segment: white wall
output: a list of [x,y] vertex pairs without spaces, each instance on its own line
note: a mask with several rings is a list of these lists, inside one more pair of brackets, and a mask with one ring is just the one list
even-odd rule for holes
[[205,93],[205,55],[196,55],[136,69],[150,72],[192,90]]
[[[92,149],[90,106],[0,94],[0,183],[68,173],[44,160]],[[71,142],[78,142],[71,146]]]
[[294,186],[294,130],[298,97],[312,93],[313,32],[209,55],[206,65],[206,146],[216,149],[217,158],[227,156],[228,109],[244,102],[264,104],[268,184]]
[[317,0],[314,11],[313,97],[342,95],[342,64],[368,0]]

━━━━━━━━━━━━━━━━━━━━━━━━━━━━━━

▶ _What is required_
The entries above must be returned exactly.

▶ _Solution to the problem_
segment: white wall
output: a list of [x,y] vertex pairs without spaces, each instance on its own line
note: a mask with several rings is a list of these lists, inside one more pair of brackets, and a mask with one ring is just the one list
even-odd rule for holes
[[205,93],[205,55],[196,55],[136,69],[150,72],[192,90]]
[[[92,149],[90,106],[0,94],[0,183],[68,173],[44,160]],[[71,142],[78,142],[71,146]]]
[[294,186],[294,130],[298,97],[312,93],[313,32],[209,55],[206,65],[206,146],[216,149],[217,158],[227,156],[228,109],[244,102],[264,104],[268,184]]
[[317,0],[314,11],[313,97],[342,95],[342,64],[368,0]]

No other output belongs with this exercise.